No, I already explained that it was not.
Well, I have given fairly clear ways of figuring out if I consider something aggressive behavior (not peaceful). You are certainly free to disagree with my definition, but then its not a definition I am asking (or requiring) you to abide by. For instance I do not consider it an employers business what the religious (or areligious) preferences of their employees are, but I am fine with the idea that employment contracts are simply contracts like any other. If the employer has the contractual right to terminate employment for that reason (or any other) and you agree to it, then I do not object to it except when it is the government who is the employer (because I maintain that it is not permitted to have a religious preference). Property rights are complicated, and there are a lot of views as to how to justify them and the ownership of land and natural resources is even more complex because of this I do not think this is really the venue for hashing out exactly what is a legitimate claim to property other than to say that bodily integrity (self ownership) is the foundation of most property rights within libertarianism.
Your first example requires that we agree over the rights of children (as I already explained). If children are autonomous and have self ownership then you are clearly perfectly correct. If they are not, then it is less clear. I am an anti-theist, but I am not sure how moral or ethical it would be for me to claim that religious people can not practice their religion (minus the usual caveats). The employer employee example involves consenting parties and a contractual agreement. The usual objection is something along the lines of ‘but if they do not take that job…then what will they do?’ which is an argument from incredulity regarding a market’s potential to adapt.
You make a lot of implicit assumptions about my views and experiences in this. I honestly do not care if you ever become a libertarian, I am mostly just tired of people putting up straw-libertarians to hack at when the core idea is not that complicated (so presumably it should not be so easy to get wrong so often).

- Goal 1: Summarize the comment on libertarian views in two sentences.
- Goal 2: In the comment on libertarian views, what is named as the foundation of most property rights within libertarianism?
- Goal 3: Reproduce the comment on libertarian views from "Your first example" up to and including "potential to adapt.".

- Raw data:

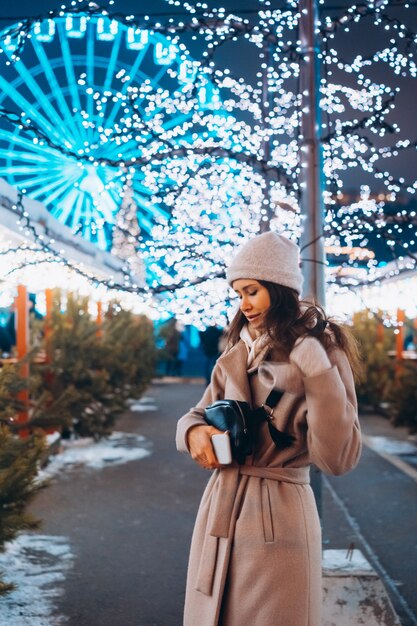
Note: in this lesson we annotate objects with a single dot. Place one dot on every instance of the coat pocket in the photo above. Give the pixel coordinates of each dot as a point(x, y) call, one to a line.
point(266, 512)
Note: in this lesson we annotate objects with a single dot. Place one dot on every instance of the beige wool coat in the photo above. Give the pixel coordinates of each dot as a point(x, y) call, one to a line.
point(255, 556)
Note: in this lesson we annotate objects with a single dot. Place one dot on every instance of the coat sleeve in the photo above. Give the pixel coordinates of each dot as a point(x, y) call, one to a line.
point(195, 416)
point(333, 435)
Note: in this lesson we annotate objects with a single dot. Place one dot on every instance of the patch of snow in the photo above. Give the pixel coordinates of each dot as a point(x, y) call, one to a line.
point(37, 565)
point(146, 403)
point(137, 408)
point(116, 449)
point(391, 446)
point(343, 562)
--
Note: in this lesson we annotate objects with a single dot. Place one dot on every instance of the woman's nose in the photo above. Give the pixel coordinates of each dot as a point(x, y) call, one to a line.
...
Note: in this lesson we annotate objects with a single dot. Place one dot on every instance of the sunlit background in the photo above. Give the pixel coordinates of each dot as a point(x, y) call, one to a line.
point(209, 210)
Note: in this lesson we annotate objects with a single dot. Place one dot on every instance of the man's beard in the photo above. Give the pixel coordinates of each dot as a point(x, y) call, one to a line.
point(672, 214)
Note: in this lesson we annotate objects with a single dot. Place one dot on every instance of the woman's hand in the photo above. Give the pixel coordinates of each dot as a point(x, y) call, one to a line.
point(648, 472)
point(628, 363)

- Written answer 1: The writer says an employer may end employment over religious preference if the contract allows it, except when the government is the employer, and calls bodily integrity, or self ownership, the foundation of most libertarian property rights. The writer also says the first example depends on whether children have self ownership, and objects to people attacking straw-libertarians when the core idea is not complicated.

- Written answer 2: Bodily integrity (self ownership) is named as that foundation.

- Written answer 3:
Your first example requires that we agree over the rights of children (as I already explained). If children are autonomous and have self ownership then you are clearly perfectly correct. If they are not, then it is less clear. I am an anti-theist, but I am not sure how moral or ethical it would be for me to claim that religious people can not practice their religion (minus the usual caveats). The employer employee example involves consenting parties and a contractual agreement. The usual objection is something along the lines of ‘but if they do not take that job…then what will they do?’ which is an argument from incredulity regarding a market’s potential to adapt.